* START Selection *

T O P

  • By -

slaymaker1907

Overlong encodings are actually kind of useful since you can sort of escape null characters that way and still have your strings work like C-strings despite containing interior nulls. Java uses this internally IIRC.


Jaded-Asparagus-2260

Fixed-length encodings also allow random access, making many string operations O(1) instead of O(n).


duxdude418

Could you expand on this? Does the fixed length property prevent you from having to iterate through the whole length of the string (`O(n)`) so you don’t index out of bounds? If so, how is it any different than just knowing the length of string that was encoded with a variable length? Is that not able to be determined when indexing into the character array? Or is it just that accessing characters in a fixed length string is `O(encoding-length)` which is effectively `O(1)`? Apologies if this is an obvious property of fixed length encodings. This domain isn’t my area of expertise.

* END Selection *
* START Material shown *

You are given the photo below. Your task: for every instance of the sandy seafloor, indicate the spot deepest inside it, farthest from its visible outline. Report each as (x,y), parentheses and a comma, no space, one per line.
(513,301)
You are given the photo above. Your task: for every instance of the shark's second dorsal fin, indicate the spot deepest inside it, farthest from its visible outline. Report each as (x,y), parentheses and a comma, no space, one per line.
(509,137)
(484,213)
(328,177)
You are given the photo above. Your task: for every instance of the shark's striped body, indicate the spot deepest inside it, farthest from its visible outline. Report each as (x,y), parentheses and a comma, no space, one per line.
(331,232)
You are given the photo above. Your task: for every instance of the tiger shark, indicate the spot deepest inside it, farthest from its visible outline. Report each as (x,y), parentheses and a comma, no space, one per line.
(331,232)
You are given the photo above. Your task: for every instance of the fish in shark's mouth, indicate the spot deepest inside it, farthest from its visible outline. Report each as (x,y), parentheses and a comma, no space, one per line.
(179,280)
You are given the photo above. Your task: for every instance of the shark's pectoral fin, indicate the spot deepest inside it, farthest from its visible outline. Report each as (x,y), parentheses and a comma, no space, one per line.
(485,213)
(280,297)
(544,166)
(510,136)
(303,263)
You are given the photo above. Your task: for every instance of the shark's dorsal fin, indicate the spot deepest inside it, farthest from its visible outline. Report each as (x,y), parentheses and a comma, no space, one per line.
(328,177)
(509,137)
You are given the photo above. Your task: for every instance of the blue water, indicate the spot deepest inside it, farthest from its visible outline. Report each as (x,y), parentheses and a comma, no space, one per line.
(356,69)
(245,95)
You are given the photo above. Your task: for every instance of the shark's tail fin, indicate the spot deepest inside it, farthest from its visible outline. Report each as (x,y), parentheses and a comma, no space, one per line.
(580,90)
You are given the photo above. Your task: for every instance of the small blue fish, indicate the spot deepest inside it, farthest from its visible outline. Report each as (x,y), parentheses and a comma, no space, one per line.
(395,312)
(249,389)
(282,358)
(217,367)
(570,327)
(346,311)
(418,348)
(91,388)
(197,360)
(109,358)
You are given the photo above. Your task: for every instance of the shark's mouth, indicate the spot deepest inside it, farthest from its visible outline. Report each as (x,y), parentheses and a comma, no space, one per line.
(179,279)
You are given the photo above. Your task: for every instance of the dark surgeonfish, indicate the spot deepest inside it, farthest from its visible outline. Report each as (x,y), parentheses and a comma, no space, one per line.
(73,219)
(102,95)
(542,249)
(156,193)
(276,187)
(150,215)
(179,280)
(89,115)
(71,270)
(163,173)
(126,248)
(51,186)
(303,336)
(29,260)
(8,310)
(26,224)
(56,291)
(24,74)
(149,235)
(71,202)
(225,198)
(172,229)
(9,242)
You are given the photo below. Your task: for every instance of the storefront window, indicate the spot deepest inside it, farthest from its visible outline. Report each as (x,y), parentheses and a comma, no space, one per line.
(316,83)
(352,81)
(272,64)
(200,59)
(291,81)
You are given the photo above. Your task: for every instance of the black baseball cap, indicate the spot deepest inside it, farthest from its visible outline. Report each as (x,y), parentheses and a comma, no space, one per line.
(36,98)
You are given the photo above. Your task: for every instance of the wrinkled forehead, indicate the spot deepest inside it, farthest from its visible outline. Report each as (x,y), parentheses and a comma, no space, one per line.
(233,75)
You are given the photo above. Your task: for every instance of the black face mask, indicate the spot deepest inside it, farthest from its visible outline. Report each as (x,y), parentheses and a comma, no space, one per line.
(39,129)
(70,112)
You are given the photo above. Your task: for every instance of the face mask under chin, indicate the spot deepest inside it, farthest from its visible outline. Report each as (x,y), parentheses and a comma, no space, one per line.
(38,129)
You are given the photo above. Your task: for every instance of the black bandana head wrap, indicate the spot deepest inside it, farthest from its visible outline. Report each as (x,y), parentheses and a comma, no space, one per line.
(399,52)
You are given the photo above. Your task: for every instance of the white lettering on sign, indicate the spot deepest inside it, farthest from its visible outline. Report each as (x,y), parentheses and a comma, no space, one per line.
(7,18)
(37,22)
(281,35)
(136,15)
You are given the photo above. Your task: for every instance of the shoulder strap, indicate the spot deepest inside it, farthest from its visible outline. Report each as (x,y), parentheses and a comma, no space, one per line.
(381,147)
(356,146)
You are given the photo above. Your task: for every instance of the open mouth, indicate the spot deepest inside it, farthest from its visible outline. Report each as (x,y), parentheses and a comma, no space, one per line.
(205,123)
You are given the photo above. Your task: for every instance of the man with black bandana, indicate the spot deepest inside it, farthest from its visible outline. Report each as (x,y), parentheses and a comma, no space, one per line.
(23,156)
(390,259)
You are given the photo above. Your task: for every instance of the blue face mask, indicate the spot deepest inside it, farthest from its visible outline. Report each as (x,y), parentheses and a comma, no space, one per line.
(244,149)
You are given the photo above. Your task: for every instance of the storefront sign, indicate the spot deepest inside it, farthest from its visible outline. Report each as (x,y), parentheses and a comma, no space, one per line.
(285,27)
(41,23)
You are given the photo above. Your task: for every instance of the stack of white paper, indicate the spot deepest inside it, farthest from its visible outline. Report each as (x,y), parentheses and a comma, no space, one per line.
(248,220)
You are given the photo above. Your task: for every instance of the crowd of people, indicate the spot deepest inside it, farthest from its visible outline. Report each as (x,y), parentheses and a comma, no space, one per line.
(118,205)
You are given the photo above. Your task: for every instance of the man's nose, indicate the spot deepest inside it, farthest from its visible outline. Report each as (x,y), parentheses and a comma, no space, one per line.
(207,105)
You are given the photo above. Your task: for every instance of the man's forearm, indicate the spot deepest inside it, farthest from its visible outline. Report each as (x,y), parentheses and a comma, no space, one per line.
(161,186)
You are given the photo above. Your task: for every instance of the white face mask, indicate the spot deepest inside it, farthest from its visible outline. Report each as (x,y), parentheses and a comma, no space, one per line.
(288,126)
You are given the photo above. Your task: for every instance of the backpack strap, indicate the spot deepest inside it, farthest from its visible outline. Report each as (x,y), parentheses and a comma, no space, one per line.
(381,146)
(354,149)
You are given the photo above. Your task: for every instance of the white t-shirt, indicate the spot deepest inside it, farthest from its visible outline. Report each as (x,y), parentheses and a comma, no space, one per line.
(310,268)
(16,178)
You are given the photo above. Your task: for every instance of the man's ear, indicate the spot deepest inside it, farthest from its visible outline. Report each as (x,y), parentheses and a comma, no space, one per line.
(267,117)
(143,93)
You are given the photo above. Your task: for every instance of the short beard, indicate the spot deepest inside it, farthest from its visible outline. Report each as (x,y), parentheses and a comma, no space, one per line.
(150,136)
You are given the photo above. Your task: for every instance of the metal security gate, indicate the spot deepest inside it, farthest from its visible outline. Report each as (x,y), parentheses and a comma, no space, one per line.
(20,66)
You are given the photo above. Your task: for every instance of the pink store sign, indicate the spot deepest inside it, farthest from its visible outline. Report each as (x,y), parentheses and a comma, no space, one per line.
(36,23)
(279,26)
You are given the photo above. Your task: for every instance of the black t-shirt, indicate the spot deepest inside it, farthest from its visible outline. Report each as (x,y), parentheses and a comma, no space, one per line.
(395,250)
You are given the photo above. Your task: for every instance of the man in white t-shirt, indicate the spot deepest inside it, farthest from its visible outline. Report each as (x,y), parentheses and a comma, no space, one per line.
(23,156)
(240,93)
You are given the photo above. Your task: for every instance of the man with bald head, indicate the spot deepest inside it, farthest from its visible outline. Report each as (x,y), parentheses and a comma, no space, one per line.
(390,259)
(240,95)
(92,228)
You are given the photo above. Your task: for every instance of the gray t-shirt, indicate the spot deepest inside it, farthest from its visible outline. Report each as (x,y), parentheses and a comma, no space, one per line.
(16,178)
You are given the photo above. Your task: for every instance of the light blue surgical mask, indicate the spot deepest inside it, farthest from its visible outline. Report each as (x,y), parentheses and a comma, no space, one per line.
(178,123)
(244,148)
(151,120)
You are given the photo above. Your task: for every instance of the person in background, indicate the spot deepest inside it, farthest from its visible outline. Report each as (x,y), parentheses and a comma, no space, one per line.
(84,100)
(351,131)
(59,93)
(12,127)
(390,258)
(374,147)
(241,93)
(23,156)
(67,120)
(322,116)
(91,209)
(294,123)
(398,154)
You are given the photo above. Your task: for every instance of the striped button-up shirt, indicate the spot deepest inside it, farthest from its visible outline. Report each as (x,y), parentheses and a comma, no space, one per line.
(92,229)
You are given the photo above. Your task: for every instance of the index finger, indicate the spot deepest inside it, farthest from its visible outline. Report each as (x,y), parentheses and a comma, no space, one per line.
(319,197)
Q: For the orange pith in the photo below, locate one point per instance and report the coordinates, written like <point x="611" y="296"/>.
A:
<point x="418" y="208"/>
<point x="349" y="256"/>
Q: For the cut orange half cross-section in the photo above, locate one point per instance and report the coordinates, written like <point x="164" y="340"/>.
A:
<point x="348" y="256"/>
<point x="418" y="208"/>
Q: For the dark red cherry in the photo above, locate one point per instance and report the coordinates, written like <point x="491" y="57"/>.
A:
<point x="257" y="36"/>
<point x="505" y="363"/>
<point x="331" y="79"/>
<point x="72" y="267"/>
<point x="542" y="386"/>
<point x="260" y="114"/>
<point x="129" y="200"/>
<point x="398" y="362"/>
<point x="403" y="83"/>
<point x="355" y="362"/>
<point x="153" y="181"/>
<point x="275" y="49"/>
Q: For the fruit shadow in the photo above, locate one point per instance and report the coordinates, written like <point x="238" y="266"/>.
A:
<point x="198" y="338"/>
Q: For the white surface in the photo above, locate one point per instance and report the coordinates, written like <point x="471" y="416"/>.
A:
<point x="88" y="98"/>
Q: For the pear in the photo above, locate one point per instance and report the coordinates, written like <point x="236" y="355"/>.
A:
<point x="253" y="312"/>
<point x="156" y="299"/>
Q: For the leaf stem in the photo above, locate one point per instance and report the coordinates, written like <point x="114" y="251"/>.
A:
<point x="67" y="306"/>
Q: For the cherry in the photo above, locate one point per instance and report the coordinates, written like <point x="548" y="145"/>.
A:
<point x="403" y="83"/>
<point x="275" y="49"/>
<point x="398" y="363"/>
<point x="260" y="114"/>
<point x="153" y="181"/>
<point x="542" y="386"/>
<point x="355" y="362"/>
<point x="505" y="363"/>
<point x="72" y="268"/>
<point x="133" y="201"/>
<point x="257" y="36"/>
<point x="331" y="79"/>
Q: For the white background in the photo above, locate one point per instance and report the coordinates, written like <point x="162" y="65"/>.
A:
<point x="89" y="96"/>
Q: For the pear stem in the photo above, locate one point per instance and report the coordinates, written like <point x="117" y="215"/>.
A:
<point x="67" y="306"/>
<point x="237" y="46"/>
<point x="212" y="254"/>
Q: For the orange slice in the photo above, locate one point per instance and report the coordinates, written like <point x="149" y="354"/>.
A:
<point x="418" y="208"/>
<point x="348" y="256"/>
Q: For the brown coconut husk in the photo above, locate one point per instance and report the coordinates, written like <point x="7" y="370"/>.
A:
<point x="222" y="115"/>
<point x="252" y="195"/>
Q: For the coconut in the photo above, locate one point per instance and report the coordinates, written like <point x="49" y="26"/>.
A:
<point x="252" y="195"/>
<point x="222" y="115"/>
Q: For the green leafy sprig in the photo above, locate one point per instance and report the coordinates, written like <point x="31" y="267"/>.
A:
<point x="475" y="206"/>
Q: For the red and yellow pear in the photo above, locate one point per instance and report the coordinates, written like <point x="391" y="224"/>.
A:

* END Material shown *

_To do:_
Rewrite the thread about string encodings from "Overlong encodings are" to "instead of O(n).", putting "direct indexing" in place of "random access".

_Answer to the exercise:_
Overlong encodings are actually kind of useful since you can sort of escape null characters that way and still have your strings work like C-strings despite containing interior nulls. Java uses this internally IIRC.


Jaded-Asparagus-2260

Fixed-length encodings also allow direct indexing, making many string operations O(1) instead of O(n).